-- TASK INSTRUCTIONS --
Rewrite the lines below as a two-column CSV with the columns instruction and response, one row for each line that begins with "point:", pairing that line with the coordinate lines that follow it. Put each value in a single quoted field, with line breaks turned into spaces.

-- PROVIDED INFORMATION --
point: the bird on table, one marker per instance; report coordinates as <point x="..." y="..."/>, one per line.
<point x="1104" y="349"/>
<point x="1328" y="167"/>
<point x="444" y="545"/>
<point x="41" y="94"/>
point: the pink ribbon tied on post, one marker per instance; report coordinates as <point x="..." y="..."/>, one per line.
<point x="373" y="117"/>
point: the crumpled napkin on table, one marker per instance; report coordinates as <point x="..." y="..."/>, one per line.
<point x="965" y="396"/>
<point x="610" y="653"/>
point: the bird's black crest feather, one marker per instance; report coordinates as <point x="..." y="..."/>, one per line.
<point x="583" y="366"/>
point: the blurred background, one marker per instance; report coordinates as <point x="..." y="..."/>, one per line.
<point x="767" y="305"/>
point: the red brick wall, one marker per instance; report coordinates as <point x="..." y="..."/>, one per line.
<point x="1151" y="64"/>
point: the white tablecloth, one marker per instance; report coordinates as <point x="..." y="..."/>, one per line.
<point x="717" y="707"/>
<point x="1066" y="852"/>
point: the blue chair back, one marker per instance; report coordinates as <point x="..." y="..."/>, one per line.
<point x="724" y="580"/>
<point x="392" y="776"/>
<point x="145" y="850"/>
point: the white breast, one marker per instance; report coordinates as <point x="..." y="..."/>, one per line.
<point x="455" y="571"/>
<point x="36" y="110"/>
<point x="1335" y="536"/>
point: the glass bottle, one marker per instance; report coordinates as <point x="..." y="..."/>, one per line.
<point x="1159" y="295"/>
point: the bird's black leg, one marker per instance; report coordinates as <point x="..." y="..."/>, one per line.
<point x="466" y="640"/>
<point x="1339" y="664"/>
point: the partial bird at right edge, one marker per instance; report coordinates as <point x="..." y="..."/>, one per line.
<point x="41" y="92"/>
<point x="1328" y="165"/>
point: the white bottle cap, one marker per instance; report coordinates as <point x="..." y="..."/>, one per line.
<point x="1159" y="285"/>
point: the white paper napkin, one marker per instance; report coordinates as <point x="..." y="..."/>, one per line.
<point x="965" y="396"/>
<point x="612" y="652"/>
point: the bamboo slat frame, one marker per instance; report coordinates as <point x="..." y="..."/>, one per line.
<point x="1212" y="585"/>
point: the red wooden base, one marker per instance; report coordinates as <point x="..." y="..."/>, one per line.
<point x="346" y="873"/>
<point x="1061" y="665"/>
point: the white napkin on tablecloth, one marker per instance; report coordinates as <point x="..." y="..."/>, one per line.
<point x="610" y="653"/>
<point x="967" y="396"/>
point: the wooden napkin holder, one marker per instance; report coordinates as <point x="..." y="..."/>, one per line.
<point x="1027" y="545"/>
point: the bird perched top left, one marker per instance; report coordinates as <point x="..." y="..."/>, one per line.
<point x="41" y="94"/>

-- REPLY TO THE EXERCISE --
instruction,response
"point: the bird on table, one marker per instance; report coordinates as <point x=""..."" y=""...""/>, one per line.","<point x=""1104"" y=""349""/> <point x=""1328"" y=""167""/> <point x=""444"" y=""545""/> <point x=""41"" y=""94""/>"
"point: the pink ribbon tied on post, one marker per instance; report coordinates as <point x=""..."" y=""...""/>, one per line.","<point x=""373"" y=""117""/>"
"point: the crumpled napkin on table, one marker per instance; report coordinates as <point x=""..."" y=""...""/>, one per line.","<point x=""965"" y=""396""/> <point x=""610"" y=""653""/>"
"point: the bird's black crest feather, one marker per instance; report coordinates as <point x=""..."" y=""...""/>, one per line.","<point x=""583"" y=""366""/>"
"point: the blurred background, one marker per instance; report coordinates as <point x=""..."" y=""...""/>, one per line.","<point x=""767"" y=""305""/>"
"point: the red brick wall, one marker per instance; report coordinates as <point x=""..."" y=""...""/>, one per line.","<point x=""1151"" y=""64""/>"
"point: the white tablecloth, one marker per instance; report coordinates as <point x=""..."" y=""...""/>, one per line.","<point x=""717"" y=""707""/> <point x=""1066"" y=""852""/>"
"point: the blue chair back, one marker per instance; report coordinates as <point x=""..."" y=""...""/>, one per line.","<point x=""724"" y=""580""/> <point x=""392"" y=""776""/> <point x=""145"" y=""850""/>"
"point: the white breast, one marker per instance; report coordinates as <point x=""..."" y=""...""/>, one per line.","<point x=""455"" y=""571""/> <point x=""36"" y=""110""/> <point x=""1335"" y=""536""/>"
"point: the glass bottle, one marker per instance; report coordinates as <point x=""..."" y=""...""/>, one per line.","<point x=""1159"" y=""295""/>"
"point: the bird's black leg, one marker per instance; report coordinates as <point x=""..."" y=""...""/>, one per line.","<point x=""466"" y=""640""/> <point x=""1339"" y=""664""/>"
"point: the partial bird at right edge, one marker per instance; report coordinates as <point x=""..."" y=""...""/>, one per line.","<point x=""41"" y=""92""/> <point x=""1328"" y=""165""/>"
"point: the white bottle cap, one marker per instance; report coordinates as <point x=""..."" y=""...""/>, one per line.","<point x=""1159"" y=""285""/>"
"point: the white paper napkin, one marker per instance; report coordinates as <point x=""..."" y=""...""/>, one per line.","<point x=""965"" y=""396""/> <point x=""612"" y=""652""/>"
"point: the bamboo slat frame, one marker per instance; report coordinates as <point x=""..."" y=""...""/>, one per line.","<point x=""1212"" y=""585""/>"
"point: the red wooden base, one marker per instance; report coordinates as <point x=""..."" y=""...""/>, one per line.","<point x=""346"" y=""873""/> <point x=""1061"" y=""665""/>"
"point: the white napkin on tablecloth, one marker per instance; report coordinates as <point x=""..."" y=""...""/>, one per line.","<point x=""610"" y=""653""/> <point x=""967"" y=""396""/>"
"point: the wooden napkin holder, one marker per instance; report coordinates as <point x=""..."" y=""...""/>, one per line.","<point x=""1027"" y=""545""/>"
"point: the bird perched top left, one marker per instance; report coordinates as <point x=""..."" y=""...""/>, one per line.","<point x=""41"" y=""94""/>"